───── Page text
In the instant case the court refused to give the instruction requested, but assigned no reason for declining it. The court was not obliged to state his reason. It is sufficient that a legal reason existed.
We are asked to reverse the judgment of conviction:
First. Because the court erred in refusing defendant's request to charge as requested respecting the character testimony. But we think, for the reasons stated, that the request was made too late, was improperly worded, and properly refused.
Second. Because the court erred in omitting entirely from his charge all reference to character testimony. We do not think the court was bound to select the evidence on that subject and comment specially upon it, unless requested to do so and requested in proper time, and no such request was made at any time — the only request that was made being for an instruction which the court could not properly give, which was made out of order, and when it was refused no other instruction on the subject was asked.
──────────
───── Extracted material
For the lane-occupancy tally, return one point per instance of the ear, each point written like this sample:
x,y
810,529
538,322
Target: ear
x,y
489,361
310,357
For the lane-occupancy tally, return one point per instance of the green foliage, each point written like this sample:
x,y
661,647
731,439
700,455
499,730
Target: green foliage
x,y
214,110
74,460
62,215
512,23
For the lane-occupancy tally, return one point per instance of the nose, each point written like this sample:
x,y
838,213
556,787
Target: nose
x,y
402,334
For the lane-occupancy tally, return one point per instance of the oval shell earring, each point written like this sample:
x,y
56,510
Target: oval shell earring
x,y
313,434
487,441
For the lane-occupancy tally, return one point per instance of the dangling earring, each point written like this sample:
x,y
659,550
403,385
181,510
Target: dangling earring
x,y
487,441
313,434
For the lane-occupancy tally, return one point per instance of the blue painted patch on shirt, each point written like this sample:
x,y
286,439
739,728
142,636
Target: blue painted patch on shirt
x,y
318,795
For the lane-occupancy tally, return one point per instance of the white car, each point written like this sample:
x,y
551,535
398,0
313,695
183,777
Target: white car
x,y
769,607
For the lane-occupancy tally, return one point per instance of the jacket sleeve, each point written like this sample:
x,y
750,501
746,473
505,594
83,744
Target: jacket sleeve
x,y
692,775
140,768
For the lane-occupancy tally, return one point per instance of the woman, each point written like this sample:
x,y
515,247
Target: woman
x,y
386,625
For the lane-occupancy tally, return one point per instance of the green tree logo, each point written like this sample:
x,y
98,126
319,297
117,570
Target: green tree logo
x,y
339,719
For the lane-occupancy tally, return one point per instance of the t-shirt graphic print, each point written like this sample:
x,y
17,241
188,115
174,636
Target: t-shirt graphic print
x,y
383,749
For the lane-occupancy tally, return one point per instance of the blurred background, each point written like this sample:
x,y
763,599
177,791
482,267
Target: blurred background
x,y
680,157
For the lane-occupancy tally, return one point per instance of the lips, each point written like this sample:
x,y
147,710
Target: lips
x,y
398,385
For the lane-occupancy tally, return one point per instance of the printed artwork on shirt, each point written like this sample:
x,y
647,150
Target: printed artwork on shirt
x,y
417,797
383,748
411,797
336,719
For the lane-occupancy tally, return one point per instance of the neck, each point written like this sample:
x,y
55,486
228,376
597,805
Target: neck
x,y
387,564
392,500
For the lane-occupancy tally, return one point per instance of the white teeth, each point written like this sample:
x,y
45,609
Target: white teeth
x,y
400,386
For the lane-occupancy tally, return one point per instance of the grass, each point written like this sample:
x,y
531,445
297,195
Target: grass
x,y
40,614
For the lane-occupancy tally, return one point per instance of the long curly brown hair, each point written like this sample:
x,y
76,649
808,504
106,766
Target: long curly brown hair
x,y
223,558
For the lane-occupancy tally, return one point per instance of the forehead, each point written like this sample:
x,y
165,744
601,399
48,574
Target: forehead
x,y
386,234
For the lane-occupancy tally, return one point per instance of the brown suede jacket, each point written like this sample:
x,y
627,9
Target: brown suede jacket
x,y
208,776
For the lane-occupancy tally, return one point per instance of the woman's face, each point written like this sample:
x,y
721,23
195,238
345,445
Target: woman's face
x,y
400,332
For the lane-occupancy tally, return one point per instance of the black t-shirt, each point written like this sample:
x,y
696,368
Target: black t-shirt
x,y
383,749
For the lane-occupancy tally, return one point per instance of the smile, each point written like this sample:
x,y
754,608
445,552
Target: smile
──────────
───── Extracted material
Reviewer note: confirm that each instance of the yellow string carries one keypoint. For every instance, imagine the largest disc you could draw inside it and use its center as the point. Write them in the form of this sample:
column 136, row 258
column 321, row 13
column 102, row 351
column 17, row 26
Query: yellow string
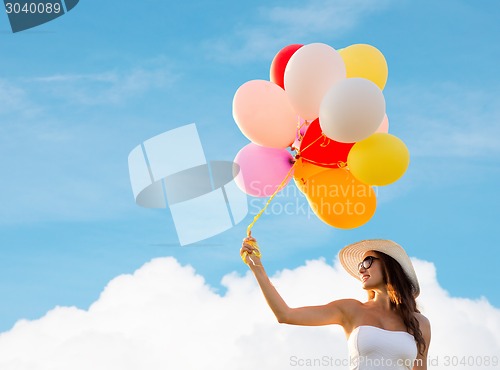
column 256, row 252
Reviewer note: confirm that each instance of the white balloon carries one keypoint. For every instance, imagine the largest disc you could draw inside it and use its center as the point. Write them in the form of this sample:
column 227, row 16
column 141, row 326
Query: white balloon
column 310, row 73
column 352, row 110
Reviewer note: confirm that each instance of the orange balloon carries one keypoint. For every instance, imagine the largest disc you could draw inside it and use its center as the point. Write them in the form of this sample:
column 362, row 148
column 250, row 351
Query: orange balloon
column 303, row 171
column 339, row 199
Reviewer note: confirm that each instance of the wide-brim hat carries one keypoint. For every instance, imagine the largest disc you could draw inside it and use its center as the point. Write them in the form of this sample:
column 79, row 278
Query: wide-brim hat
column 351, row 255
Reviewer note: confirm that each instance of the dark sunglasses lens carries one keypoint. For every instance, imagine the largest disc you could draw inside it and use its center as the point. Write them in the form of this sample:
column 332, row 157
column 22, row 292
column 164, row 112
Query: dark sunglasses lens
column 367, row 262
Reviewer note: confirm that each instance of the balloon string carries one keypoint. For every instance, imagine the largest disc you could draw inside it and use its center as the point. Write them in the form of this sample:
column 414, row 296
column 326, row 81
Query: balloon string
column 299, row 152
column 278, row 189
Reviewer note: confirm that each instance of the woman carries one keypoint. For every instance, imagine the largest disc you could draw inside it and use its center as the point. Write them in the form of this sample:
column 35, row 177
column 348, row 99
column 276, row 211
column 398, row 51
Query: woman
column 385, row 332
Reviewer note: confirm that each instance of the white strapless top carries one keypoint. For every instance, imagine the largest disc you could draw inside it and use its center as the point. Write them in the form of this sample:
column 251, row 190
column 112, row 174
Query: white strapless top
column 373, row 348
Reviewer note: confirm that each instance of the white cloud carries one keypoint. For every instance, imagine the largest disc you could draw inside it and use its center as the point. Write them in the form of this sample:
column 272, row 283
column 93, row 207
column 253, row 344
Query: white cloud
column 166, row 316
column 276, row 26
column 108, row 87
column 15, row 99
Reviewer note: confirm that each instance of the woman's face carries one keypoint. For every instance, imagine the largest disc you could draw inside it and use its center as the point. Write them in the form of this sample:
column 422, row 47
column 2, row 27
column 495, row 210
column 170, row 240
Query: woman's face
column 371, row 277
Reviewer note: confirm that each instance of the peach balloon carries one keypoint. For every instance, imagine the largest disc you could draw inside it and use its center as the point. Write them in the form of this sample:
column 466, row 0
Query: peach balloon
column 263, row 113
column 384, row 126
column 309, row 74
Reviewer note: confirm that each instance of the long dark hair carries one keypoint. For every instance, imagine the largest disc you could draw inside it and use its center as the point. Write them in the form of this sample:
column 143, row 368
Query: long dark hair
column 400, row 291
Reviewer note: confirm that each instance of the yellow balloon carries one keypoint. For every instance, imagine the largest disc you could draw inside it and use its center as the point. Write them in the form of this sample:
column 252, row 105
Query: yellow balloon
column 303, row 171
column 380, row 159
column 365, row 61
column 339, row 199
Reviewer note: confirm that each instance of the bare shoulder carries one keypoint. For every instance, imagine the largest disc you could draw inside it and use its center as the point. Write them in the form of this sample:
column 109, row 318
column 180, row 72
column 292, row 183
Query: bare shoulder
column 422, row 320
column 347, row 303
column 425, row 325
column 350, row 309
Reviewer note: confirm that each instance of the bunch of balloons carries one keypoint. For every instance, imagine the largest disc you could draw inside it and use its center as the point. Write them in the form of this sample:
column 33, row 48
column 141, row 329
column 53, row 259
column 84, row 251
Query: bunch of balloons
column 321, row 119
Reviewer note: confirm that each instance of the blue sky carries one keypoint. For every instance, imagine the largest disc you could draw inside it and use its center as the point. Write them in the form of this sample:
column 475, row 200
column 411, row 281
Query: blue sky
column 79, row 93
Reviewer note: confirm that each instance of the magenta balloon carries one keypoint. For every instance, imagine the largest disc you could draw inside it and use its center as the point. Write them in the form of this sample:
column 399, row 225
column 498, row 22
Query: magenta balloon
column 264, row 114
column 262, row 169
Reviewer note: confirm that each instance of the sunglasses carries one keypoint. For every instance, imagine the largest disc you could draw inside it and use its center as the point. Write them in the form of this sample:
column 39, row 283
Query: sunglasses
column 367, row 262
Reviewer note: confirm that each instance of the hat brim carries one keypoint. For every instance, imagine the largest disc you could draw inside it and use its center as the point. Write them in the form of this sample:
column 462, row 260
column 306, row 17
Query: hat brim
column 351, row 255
──────────
───── Extracted material
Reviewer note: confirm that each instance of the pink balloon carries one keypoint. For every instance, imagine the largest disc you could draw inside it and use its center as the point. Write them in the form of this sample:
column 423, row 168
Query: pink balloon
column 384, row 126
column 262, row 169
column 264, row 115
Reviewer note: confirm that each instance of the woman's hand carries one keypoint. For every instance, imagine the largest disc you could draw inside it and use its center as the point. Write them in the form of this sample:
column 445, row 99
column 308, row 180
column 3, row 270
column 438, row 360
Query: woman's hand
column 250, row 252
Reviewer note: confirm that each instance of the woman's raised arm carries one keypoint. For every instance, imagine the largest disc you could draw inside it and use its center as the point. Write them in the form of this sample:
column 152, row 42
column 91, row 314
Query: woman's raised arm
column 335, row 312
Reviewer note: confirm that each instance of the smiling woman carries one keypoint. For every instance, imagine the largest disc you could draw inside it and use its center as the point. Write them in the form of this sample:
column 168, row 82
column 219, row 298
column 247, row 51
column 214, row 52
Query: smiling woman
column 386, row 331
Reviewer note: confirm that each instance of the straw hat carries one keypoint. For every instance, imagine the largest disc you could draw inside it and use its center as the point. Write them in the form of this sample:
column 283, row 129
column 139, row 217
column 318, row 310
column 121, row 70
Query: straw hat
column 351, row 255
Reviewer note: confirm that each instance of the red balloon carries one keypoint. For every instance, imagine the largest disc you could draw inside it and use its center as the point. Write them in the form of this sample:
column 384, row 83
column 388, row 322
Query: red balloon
──────────
Directions
A: According to the court opinion, on what grounds was the defendant's request to charge respecting the character testimony properly refused?
B: Carry on the court opinion from its final sentence, in the same formal judicial style.
The records were drawn from a separate source unrelated to the court opinion.

Answer list
A: The request was made too late and was improperly worded.

B:
Third. Because the case, it is said, is one in which character testimony is peculiarly material, and in which it would have been of especial benefit to the defendant, had the jury been properly instructed. If counsel had asked the court at the proper time to instruct the jury as to the testimony on that subject, it would have been the duty of the court to have complied with the request, and to have correctly charged concerning it. Having failed to do so, and having made a request, improperly worded and presented too late, this court is now asked, not for any error made by the court, but for an error made by defendant's own counsel, to set aside the verdict and order a new trial. This we cannot do, and we do not agree with counsel that, in declining the request to charge in the form in which it was presented, the trial judge in effect removed such testimony entirely from the consideration of the jury, and in fact virtually compelled them "to reject entirely the unusually strong character evidence which had been produced on the defendant's behalf."
MANTON, Circuit Judge, concurs in the result.